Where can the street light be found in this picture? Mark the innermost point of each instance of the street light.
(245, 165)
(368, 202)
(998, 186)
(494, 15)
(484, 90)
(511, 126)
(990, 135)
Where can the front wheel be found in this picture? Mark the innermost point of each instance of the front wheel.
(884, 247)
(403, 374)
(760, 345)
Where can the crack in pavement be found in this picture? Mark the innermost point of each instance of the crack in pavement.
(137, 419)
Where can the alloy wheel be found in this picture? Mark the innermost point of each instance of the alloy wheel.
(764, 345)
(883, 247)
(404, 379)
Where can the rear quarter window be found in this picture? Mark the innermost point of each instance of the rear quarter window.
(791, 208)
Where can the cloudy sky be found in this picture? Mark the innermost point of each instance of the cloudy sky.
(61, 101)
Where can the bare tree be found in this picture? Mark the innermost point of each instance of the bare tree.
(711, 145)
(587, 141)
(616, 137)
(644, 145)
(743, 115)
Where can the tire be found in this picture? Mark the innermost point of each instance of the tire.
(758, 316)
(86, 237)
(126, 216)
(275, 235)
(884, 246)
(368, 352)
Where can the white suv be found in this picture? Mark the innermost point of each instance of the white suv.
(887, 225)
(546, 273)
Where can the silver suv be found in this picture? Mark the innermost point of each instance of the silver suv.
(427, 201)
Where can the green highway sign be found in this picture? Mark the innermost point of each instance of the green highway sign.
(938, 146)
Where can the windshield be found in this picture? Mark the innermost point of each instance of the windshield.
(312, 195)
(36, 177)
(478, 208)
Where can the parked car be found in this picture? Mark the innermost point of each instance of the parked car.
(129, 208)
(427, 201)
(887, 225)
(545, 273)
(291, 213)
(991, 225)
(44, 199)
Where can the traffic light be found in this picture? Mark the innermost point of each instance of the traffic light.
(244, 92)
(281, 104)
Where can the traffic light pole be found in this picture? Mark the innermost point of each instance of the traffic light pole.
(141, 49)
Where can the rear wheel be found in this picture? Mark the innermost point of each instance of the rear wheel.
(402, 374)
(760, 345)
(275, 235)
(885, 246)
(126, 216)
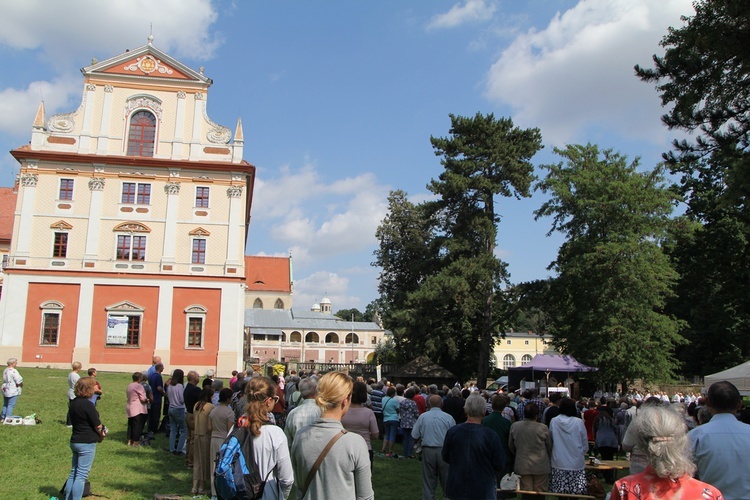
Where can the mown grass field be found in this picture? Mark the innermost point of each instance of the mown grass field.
(36, 460)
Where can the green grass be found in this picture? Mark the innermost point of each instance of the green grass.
(37, 459)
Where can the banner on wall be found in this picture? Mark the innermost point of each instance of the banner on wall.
(117, 330)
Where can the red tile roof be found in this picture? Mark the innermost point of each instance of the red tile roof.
(268, 274)
(8, 198)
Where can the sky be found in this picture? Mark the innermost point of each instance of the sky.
(339, 99)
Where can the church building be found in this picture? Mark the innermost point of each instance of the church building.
(129, 226)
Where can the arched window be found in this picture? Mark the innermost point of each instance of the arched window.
(142, 134)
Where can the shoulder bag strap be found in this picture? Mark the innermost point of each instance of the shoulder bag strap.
(316, 465)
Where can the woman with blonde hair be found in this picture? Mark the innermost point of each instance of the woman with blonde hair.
(345, 469)
(661, 432)
(87, 432)
(270, 447)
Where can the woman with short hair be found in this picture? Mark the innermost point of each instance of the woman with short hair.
(177, 411)
(270, 446)
(136, 409)
(87, 432)
(361, 419)
(661, 433)
(345, 470)
(569, 446)
(390, 420)
(531, 444)
(408, 413)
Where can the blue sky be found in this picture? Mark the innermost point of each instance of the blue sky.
(338, 101)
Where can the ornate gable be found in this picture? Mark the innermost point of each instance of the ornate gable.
(146, 61)
(125, 306)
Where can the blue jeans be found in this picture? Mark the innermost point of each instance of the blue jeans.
(83, 459)
(391, 426)
(8, 404)
(177, 425)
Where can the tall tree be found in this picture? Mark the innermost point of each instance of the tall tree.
(613, 277)
(702, 79)
(484, 157)
(440, 278)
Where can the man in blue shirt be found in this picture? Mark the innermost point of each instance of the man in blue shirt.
(721, 445)
(431, 428)
(474, 455)
(157, 388)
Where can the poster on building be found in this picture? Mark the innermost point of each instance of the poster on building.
(117, 330)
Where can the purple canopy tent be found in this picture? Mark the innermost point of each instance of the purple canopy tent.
(558, 365)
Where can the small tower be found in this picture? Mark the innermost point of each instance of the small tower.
(325, 305)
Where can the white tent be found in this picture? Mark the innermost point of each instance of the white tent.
(738, 375)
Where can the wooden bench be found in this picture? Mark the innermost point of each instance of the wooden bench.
(544, 494)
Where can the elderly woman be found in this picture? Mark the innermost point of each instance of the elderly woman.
(530, 442)
(361, 419)
(569, 446)
(87, 432)
(660, 432)
(408, 413)
(345, 469)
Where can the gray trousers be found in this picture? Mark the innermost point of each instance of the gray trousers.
(433, 469)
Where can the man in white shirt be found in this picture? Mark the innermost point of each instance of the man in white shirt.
(12, 383)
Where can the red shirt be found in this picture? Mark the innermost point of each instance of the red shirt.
(648, 486)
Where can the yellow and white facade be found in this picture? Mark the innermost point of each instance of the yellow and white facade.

- **To do**:
Write the lines out exactly, from the one with "Where can the elderly" down to the last line of the listing, and leave out all others.

- **Answer to the task**:
Where can the elderly woman be found in this picture? Mark the innermost point of each instance of the elderly woman.
(530, 442)
(361, 419)
(569, 446)
(87, 432)
(660, 432)
(408, 413)
(345, 469)
Where can the gray trousers be found in this picture? Mark the innermost point of each instance of the gray trousers.
(433, 469)
Where can the man in white shirt be found in this picture? Mark the innermost point of each instance of the man in white shirt.
(12, 383)
Where can the red shirt be found in this picture? Mark the innermost point of each instance of the red shirt.
(648, 486)
Where can the yellow and white facade be found in this picture? Mark the innermost point of each instance of the yellow and white facade.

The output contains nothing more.